_Brief_
The response should contain every record, reproduced exactly.

┌─ Supplied entries

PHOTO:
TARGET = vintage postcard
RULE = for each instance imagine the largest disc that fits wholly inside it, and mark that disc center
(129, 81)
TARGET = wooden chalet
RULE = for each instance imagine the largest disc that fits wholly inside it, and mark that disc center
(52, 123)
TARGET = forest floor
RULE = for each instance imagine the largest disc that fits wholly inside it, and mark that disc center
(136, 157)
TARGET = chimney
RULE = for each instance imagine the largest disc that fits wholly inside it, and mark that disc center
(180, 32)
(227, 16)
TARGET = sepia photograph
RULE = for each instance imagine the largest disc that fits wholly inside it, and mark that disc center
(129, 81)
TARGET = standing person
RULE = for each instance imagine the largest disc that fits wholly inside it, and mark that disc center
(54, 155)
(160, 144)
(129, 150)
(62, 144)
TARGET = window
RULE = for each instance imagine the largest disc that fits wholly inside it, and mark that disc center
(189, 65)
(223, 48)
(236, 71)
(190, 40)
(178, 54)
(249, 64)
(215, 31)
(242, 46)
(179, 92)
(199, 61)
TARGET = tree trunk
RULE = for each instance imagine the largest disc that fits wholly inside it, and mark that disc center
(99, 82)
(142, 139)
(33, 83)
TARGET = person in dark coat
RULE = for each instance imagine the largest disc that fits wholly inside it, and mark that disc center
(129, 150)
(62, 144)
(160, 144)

└─

_Written reply_
PHOTO:
TARGET = vintage postcard
RULE = for each instance imagine the largest disc that fits wholly inside it, and mark that disc center
(129, 81)
TARGET = wooden chalet
RULE = for each instance imagine the largest disc that fits wholly inside it, and mark that disc center
(52, 123)
TARGET = forest floor
RULE = for each instance imagine the largest disc that fits wholly inside it, and mark that disc center
(136, 157)
TARGET = chimney
RULE = for each instance imagine the largest disc that fits wholly inside it, and mark that disc center
(180, 32)
(227, 16)
TARGET = sepia photograph
RULE = for each instance imagine the largest disc that fits wholly inside it, and mark that disc center
(129, 81)
TARGET = standing person
RULE = for each instance imagine the largest disc that fits wholly inside it, and mark that disc center
(54, 155)
(160, 144)
(129, 150)
(62, 144)
TARGET = window
RULE = for each instance imagine the largest disc that fits wholly inside it, and mark that disc center
(189, 65)
(223, 48)
(236, 71)
(190, 40)
(178, 54)
(249, 64)
(215, 31)
(242, 46)
(179, 92)
(199, 61)
TARGET = tree trunk
RULE = for each instance imagine the largest disc that fits wholly inside it, and mark that disc center
(99, 82)
(142, 139)
(33, 83)
TARGET = person in dark coat
RULE = for each instance imagine the largest disc that fits wholly inside it, and mark that disc center
(129, 150)
(62, 144)
(160, 144)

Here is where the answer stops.